» **SUPPLIED MATERIAL**

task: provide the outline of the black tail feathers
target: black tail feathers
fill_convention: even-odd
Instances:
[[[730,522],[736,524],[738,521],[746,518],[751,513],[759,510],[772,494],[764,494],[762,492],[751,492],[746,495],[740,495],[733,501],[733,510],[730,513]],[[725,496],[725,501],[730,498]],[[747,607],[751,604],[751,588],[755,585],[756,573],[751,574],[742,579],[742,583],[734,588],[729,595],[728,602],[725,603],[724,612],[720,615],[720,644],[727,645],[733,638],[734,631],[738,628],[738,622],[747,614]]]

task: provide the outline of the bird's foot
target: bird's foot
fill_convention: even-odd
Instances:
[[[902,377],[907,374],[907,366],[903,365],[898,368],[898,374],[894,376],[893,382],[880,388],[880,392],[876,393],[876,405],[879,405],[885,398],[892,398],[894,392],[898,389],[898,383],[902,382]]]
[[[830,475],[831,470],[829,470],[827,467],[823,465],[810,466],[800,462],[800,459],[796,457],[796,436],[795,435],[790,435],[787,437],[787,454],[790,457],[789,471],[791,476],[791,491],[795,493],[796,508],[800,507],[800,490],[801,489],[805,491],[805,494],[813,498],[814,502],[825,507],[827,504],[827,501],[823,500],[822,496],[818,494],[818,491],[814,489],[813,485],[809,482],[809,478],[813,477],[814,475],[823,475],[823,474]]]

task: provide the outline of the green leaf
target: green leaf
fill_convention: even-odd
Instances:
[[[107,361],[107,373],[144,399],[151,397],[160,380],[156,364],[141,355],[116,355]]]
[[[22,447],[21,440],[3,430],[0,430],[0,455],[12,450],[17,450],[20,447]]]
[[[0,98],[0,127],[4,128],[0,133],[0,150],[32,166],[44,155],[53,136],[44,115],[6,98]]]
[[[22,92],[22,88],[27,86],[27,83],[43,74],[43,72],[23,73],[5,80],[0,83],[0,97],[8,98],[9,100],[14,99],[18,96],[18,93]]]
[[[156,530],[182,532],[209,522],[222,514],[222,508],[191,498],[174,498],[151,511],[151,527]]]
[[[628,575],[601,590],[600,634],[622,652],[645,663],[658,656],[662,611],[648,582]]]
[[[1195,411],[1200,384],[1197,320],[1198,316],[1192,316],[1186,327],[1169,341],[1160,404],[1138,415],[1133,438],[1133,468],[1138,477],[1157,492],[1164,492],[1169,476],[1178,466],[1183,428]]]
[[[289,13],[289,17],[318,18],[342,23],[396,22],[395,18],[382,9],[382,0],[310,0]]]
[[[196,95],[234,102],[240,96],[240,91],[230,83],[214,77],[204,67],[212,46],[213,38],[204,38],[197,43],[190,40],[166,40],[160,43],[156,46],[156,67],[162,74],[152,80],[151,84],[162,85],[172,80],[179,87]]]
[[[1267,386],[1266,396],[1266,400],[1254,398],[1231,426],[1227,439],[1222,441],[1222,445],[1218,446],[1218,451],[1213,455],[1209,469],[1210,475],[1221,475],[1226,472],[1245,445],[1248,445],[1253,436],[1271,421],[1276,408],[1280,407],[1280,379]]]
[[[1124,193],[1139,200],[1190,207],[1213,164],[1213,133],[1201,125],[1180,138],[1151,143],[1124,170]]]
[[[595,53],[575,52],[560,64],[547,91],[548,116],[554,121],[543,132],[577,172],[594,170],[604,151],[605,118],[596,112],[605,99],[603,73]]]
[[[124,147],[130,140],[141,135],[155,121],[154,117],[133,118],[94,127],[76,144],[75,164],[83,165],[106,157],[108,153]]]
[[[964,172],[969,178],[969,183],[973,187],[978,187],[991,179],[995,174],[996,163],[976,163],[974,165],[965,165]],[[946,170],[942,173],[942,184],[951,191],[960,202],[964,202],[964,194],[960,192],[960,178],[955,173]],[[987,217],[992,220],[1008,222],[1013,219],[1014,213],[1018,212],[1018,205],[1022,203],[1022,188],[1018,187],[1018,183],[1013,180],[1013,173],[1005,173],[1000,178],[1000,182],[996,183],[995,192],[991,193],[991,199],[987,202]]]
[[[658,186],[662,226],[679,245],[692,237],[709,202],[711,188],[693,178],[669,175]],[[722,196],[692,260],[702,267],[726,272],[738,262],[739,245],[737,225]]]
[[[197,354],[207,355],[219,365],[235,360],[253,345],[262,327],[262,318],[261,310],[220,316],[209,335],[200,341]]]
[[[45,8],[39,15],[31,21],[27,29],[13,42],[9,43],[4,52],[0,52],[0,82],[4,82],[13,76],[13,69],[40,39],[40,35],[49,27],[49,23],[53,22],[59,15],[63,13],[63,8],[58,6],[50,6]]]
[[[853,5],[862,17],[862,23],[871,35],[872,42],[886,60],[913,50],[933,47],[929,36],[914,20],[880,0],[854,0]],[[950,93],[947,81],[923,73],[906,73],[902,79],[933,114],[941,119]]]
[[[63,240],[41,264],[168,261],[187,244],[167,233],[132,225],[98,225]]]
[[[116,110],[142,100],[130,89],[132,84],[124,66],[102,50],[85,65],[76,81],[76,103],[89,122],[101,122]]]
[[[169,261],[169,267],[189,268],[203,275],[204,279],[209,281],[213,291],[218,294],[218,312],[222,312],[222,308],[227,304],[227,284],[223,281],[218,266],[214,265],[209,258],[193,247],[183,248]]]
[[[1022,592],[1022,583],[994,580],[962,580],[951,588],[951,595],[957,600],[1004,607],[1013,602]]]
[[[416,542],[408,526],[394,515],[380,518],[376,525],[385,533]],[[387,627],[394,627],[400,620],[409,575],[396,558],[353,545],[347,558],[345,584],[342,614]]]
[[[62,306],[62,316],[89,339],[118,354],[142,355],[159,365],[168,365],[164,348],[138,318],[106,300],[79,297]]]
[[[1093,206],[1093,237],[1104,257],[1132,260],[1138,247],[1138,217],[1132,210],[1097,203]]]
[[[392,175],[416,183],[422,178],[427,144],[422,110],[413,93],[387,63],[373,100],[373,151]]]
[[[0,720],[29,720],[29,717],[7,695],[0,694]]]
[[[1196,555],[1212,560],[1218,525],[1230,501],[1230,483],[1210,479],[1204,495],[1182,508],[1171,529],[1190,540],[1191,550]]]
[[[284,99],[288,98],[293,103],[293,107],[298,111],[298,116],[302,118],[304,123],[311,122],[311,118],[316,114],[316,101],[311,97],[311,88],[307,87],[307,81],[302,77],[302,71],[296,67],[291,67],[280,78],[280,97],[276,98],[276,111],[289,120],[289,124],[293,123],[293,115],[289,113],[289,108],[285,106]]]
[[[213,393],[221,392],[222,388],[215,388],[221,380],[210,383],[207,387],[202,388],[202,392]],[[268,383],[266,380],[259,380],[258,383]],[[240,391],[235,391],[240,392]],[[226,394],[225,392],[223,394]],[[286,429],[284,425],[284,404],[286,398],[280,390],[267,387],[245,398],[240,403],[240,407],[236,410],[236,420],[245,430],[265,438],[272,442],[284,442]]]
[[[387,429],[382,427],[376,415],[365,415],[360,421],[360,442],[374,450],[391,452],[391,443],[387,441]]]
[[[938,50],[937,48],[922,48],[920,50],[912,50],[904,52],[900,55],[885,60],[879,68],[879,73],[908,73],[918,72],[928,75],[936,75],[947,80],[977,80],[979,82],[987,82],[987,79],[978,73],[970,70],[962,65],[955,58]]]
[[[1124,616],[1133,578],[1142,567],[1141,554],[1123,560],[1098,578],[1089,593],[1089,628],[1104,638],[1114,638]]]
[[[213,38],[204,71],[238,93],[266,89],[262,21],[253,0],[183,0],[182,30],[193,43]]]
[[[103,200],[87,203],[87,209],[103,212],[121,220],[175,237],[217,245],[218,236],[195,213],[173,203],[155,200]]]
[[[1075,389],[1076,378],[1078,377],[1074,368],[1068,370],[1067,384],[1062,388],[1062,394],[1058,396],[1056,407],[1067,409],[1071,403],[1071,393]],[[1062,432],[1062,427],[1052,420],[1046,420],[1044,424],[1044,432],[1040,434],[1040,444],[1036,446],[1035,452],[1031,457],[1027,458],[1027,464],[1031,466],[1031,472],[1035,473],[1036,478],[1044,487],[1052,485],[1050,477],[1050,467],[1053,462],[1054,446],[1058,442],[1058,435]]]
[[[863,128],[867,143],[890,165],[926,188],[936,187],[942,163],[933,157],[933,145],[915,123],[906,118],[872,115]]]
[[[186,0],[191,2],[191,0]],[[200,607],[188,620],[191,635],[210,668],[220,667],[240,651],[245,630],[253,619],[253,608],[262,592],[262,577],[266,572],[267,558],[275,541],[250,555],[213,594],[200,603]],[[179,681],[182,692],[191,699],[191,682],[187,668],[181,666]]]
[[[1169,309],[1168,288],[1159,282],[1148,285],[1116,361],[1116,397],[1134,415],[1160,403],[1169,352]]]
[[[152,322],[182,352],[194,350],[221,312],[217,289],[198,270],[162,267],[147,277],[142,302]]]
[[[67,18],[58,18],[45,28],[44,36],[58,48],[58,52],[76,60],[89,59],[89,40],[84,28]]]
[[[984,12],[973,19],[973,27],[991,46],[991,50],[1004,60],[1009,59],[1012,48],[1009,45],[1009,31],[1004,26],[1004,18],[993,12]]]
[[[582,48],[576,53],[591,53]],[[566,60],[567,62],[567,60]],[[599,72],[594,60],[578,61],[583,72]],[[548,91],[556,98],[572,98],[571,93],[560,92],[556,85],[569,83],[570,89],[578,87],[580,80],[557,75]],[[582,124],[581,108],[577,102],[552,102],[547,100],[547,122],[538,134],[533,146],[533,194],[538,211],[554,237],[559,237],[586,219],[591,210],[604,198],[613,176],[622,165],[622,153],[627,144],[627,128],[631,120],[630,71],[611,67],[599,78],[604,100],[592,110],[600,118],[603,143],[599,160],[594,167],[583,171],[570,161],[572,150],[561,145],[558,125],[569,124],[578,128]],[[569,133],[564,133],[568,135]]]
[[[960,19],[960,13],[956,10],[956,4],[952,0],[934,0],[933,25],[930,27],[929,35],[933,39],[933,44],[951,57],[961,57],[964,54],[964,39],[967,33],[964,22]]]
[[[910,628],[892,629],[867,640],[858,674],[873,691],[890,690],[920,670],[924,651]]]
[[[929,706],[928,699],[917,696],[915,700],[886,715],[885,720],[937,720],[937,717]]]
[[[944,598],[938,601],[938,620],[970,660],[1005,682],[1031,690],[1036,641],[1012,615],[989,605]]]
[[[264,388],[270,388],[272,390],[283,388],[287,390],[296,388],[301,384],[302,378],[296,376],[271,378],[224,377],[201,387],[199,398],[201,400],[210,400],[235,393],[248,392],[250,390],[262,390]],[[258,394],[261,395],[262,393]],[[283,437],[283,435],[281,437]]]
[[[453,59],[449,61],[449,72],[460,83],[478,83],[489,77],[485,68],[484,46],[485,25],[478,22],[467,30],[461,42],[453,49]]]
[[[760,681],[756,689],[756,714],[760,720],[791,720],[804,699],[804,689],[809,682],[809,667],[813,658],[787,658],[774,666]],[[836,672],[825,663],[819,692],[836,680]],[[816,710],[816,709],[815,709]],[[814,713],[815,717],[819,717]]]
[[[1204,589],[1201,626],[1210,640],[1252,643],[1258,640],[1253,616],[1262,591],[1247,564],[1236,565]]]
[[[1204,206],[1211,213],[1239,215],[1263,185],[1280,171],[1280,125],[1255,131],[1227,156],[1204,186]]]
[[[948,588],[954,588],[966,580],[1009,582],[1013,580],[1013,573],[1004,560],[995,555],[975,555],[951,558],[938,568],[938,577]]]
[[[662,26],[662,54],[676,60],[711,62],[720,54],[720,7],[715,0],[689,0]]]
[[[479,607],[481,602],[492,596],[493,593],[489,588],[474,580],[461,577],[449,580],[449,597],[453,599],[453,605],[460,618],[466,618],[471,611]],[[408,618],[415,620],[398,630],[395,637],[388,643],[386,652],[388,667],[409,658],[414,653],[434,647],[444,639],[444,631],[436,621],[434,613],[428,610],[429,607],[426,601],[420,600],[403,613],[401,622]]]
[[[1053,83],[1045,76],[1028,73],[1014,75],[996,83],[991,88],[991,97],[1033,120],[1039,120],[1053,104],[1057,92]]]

» **WHAT YOU SHOULD DO**
Using the listing above, return all lines where the word "task" occurs.

» **OUTPUT OF THE EXERCISE**
task: provide the outline of the black tail feathers
task: provide the outline of the bird's foot
task: provide the outline of the green leaf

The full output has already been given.